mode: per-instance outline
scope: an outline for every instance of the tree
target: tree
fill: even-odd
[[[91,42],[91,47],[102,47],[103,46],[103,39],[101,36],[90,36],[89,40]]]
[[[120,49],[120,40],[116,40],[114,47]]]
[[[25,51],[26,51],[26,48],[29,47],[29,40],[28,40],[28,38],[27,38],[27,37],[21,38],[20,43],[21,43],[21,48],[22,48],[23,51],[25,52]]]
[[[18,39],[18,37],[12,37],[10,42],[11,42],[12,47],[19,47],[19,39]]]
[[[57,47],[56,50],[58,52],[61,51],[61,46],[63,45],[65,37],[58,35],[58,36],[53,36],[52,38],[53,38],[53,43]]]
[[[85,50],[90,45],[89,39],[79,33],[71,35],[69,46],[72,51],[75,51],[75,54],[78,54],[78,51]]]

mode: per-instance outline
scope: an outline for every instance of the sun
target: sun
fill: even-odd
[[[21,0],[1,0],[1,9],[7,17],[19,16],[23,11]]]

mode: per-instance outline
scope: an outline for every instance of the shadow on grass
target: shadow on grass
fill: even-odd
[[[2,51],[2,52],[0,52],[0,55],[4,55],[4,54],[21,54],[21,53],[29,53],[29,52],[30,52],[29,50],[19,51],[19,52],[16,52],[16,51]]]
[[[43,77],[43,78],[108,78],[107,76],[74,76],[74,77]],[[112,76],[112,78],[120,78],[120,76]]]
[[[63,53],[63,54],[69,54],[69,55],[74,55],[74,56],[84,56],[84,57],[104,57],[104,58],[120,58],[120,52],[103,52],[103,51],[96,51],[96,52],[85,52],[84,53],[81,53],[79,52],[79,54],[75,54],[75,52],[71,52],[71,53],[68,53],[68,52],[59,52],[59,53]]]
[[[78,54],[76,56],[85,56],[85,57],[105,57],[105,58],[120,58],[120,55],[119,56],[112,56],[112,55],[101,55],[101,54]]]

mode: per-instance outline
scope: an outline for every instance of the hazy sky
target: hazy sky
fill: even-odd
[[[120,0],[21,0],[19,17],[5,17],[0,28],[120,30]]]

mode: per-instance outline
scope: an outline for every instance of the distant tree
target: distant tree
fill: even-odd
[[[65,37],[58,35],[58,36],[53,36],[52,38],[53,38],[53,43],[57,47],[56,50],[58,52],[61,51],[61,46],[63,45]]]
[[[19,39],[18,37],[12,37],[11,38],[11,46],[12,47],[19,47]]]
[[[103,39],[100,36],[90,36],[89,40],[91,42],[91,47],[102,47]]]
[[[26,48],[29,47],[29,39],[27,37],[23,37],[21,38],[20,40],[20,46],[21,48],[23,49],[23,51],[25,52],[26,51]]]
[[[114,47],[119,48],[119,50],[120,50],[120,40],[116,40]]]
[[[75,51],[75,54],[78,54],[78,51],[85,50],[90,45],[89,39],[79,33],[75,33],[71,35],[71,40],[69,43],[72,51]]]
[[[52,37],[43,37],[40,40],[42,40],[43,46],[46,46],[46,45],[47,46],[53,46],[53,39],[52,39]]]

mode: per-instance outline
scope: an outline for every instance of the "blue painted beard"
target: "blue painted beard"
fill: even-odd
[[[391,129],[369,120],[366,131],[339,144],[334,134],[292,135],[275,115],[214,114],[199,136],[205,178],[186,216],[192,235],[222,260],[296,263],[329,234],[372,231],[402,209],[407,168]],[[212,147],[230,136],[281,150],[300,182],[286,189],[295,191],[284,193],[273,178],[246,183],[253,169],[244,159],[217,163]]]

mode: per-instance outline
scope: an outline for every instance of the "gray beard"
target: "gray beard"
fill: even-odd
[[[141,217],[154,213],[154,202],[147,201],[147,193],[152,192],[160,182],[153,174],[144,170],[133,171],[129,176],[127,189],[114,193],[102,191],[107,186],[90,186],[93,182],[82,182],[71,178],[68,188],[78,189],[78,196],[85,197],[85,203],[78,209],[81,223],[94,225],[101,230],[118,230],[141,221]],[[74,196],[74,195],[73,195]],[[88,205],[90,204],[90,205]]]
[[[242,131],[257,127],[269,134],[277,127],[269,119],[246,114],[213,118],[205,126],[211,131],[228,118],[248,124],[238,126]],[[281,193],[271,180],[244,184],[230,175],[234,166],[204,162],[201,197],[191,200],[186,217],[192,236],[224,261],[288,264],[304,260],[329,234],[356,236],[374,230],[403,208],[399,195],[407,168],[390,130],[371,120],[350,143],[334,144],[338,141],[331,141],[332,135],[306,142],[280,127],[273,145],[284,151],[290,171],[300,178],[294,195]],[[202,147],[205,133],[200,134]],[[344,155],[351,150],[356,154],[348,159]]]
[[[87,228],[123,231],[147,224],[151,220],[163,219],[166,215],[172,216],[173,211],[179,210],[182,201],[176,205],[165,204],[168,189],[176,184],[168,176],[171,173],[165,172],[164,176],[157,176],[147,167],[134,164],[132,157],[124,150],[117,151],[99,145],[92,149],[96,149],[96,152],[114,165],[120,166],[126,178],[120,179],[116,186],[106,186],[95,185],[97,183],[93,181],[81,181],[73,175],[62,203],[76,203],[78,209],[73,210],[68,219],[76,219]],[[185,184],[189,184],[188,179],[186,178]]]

# # # #

> [Prompt]: Tally the lines above containing "scope"; give only the number.

> [Expected output]: 7